● **TASK DESCRIPTION**:
Rewrite the entries below with "put one dot" swapped for "place a single point" wherever it occurs, keeping every other word unchanged.

[Entries from a point labeling set]
────────────────────
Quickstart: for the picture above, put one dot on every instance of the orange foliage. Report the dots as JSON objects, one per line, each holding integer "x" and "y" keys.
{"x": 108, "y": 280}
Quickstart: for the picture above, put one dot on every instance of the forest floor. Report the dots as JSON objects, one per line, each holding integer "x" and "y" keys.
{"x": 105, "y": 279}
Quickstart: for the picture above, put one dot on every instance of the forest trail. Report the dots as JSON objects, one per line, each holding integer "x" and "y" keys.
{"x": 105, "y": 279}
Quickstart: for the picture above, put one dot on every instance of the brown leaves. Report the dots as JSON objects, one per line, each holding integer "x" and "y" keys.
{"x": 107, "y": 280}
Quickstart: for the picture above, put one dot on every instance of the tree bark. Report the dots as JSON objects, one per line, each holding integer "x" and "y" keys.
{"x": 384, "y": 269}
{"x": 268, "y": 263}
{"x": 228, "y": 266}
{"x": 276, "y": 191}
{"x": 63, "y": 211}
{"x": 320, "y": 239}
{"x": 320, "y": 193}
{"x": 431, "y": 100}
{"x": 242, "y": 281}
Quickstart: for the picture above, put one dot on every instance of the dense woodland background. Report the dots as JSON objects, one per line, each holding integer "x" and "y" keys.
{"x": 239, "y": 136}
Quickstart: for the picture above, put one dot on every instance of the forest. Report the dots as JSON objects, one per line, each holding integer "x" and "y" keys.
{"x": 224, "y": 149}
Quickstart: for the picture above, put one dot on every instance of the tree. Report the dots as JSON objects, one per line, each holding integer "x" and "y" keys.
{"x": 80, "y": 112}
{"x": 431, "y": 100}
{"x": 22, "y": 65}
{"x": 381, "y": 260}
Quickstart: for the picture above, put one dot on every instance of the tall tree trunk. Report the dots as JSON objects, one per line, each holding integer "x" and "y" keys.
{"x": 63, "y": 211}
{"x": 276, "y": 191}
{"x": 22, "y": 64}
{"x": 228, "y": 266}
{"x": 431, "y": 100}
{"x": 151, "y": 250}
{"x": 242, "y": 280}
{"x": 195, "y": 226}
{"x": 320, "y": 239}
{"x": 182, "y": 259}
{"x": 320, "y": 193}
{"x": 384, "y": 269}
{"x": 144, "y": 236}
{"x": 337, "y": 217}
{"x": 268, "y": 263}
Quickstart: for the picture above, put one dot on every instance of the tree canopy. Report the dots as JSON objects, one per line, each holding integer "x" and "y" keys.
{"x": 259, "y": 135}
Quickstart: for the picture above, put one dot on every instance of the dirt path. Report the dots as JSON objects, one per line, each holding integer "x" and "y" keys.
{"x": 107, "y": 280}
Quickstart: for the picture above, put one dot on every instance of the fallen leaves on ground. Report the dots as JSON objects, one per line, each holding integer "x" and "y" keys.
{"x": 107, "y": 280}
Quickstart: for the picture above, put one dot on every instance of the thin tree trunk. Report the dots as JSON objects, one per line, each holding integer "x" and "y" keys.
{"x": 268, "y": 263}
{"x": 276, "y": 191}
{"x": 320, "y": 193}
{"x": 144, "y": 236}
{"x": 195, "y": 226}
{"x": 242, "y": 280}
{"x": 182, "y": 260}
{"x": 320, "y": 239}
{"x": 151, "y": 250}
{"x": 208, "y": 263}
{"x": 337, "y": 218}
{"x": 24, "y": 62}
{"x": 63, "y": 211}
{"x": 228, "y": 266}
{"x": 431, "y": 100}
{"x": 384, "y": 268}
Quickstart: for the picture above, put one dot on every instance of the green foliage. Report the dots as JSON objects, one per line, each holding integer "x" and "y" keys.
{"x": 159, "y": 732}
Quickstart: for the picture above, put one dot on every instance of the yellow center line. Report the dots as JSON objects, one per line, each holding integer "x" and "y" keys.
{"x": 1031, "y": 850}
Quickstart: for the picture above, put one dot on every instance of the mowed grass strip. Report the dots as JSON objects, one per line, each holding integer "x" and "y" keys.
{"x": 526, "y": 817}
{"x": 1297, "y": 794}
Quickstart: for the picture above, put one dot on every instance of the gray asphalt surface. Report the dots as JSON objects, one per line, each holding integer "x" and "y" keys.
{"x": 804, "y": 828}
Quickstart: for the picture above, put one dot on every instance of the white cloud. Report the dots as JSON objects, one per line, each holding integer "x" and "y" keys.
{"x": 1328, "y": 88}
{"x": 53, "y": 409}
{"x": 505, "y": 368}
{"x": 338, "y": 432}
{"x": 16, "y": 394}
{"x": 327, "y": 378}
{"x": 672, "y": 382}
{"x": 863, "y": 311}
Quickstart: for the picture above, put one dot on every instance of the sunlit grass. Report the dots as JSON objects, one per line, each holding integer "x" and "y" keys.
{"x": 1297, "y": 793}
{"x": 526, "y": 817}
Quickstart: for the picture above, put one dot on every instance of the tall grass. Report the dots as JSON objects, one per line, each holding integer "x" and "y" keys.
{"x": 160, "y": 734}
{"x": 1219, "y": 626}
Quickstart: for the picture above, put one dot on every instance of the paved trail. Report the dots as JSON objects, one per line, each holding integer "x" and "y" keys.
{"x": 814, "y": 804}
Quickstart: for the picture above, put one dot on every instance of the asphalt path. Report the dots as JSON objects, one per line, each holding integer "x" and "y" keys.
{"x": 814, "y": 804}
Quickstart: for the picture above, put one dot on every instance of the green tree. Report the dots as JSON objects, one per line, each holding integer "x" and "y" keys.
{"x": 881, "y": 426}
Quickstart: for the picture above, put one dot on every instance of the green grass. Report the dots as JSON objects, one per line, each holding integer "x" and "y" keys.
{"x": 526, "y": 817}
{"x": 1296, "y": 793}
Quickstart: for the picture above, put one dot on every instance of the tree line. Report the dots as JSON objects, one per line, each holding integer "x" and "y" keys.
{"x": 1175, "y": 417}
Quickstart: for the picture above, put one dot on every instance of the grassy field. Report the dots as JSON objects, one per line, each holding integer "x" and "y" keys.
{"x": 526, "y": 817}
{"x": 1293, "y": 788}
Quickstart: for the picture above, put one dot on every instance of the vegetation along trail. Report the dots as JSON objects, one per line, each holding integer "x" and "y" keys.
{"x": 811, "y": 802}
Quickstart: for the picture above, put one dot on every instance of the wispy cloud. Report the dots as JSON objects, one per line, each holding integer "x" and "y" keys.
────────────────────
● **FULL ANSWER**:
Quickstart: for the picture above, place a single point on every instance of the orange foliage. Report the dots as JSON objects, one per line, each holding integer "x" and "y" keys.
{"x": 108, "y": 280}
Quickstart: for the picture above, place a single point on every instance of the forest floor. Report the dots as JSON objects, one per line, each holding integer "x" and "y" keys.
{"x": 105, "y": 279}
Quickstart: for the picture above, place a single point on every instance of the forest trail. Report the dots as JSON objects, one per line, each holding integer "x" and "y" keys.
{"x": 105, "y": 279}
Quickstart: for the picture above, place a single point on every instance of the brown leaves. Report the dots as JSON objects, one per line, each holding integer "x" and "y" keys.
{"x": 107, "y": 280}
Quickstart: for the picture above, place a single point on every instance of the tree bark. Report the dots as JSON objects, one per line, each holding integer "x" and "y" keys.
{"x": 384, "y": 269}
{"x": 268, "y": 263}
{"x": 228, "y": 266}
{"x": 276, "y": 191}
{"x": 63, "y": 211}
{"x": 320, "y": 239}
{"x": 320, "y": 193}
{"x": 431, "y": 100}
{"x": 242, "y": 281}
Quickstart: for the picture above, place a single point on every instance of the dense woodland background. Report the dots as JSON objects, one per line, each holding integer "x" and "y" keys.
{"x": 239, "y": 136}
Quickstart: for the picture above, place a single point on every instance of the forest. Report the dots as JSON objects, one per line, each holding integer "x" and "y" keys.
{"x": 224, "y": 149}
Quickstart: for the picture above, place a single point on every instance of the tree. Report the dots as JSON objects, one per line, each holding integer "x" and "y" keys.
{"x": 80, "y": 112}
{"x": 431, "y": 100}
{"x": 22, "y": 65}
{"x": 381, "y": 260}
Quickstart: for the picture above, place a single point on every instance of the tall tree trunk. Report the dots as JSON objects, one per line, each holding integer "x" and "y" keys.
{"x": 63, "y": 211}
{"x": 276, "y": 191}
{"x": 22, "y": 64}
{"x": 228, "y": 266}
{"x": 431, "y": 100}
{"x": 151, "y": 250}
{"x": 242, "y": 280}
{"x": 195, "y": 226}
{"x": 320, "y": 239}
{"x": 182, "y": 259}
{"x": 320, "y": 193}
{"x": 384, "y": 269}
{"x": 144, "y": 236}
{"x": 337, "y": 217}
{"x": 268, "y": 263}
Quickstart: for the picture above, place a single point on every instance of the tree canopy. Report the dots as JSON objects, one per line, each holding integer "x" and "y" keys.
{"x": 259, "y": 135}
Quickstart: for the picture above, place a single point on every instance of the dirt path. Report the dots as JSON objects, one per line, each holding integer "x" and "y" keys.
{"x": 107, "y": 280}
Quickstart: for the picture above, place a single point on every instance of the fallen leaves on ground. Report the dots as JSON objects, one per line, each holding integer "x" and "y" keys.
{"x": 107, "y": 280}
Quickstart: for the picture above, place a single point on every instance of the thin tree trunk. Report the dots as JSON objects, one per line, each holding integer "x" and "y" keys.
{"x": 268, "y": 263}
{"x": 276, "y": 191}
{"x": 320, "y": 193}
{"x": 144, "y": 236}
{"x": 195, "y": 226}
{"x": 242, "y": 280}
{"x": 182, "y": 260}
{"x": 320, "y": 239}
{"x": 151, "y": 250}
{"x": 208, "y": 263}
{"x": 337, "y": 218}
{"x": 24, "y": 62}
{"x": 63, "y": 211}
{"x": 228, "y": 266}
{"x": 431, "y": 100}
{"x": 384, "y": 268}
Quickstart: for the picture above, place a single point on every instance of the green foliage. Report the dots as JSON objects, one per line, each holding integer "x" and "y" keys.
{"x": 159, "y": 732}
Quickstart: for the picture above, place a single point on every instance of the yellow center line. Report the dots as JSON objects, one per line, each holding integer "x" and "y" keys.
{"x": 1031, "y": 850}
Quickstart: for the picture above, place a single point on every instance of the mowed grass strip. Report the dots as JSON objects, one per line, each holding integer "x" and "y" keys.
{"x": 526, "y": 817}
{"x": 1297, "y": 794}
Quickstart: for the picture above, place a single point on every instance of the gray asphalt surface. Report the dots as JSON objects, one per line, each holding integer "x" and "y" keys.
{"x": 804, "y": 828}
Quickstart: for the picture above, place a single point on every instance of the white cloud. Report the dots as JSON objects, one per line, each holding integer "x" and "y" keys.
{"x": 1328, "y": 88}
{"x": 53, "y": 409}
{"x": 505, "y": 368}
{"x": 338, "y": 432}
{"x": 16, "y": 394}
{"x": 327, "y": 378}
{"x": 672, "y": 382}
{"x": 863, "y": 311}
Quickstart: for the picture above, place a single point on every instance of the sunlit grass. Report the dots as JSON objects, one per line, each holding integer "x" and "y" keys.
{"x": 1297, "y": 793}
{"x": 526, "y": 817}
Quickstart: for the picture above, place a single point on every instance of the tall grass. Report the dots as JSON objects, one per line, each holding integer "x" and "y" keys.
{"x": 160, "y": 734}
{"x": 1219, "y": 626}
Quickstart: for the picture above, place a single point on every instance of the paved trail. Report the dots as JSON objects, one per line, each holding integer "x" and "y" keys.
{"x": 814, "y": 804}
Quickstart: for the picture above, place a single point on every instance of the asphalt path. Report the dots as JSON objects, one per line, each holding integer "x" and "y" keys.
{"x": 814, "y": 804}
Quickstart: for the picture above, place a single point on every instance of the green tree. Report the dots as JSON objects, one per line, each holding integer "x" and "y" keys.
{"x": 881, "y": 426}
Quickstart: for the picture above, place a single point on every instance of the green grass. Report the dots as JSON objects, one per line, each holding integer "x" and "y" keys.
{"x": 526, "y": 817}
{"x": 1296, "y": 793}
Quickstart: for the picture above, place a single point on every instance of the tree line. Report the dots as JSON objects, one per line, each holding integer "x" and "y" keys.
{"x": 1175, "y": 417}
Quickstart: for the picture above, place a single point on every instance of the grassy field. Report the dots as JSON objects, one per line, each holding integer "x" and "y" keys.
{"x": 526, "y": 817}
{"x": 1293, "y": 788}
Quickstart: for the picture above, place a single point on every instance of the vegetation along trail. Report the dots as JSON objects, one per line, each holding integer "x" and "y" keys.
{"x": 811, "y": 802}
Quickstart: for the picture above, place a single point on every instance of the wispy cloud. Report the dots as JSON objects, one per line, each holding integer "x" and "y" keys.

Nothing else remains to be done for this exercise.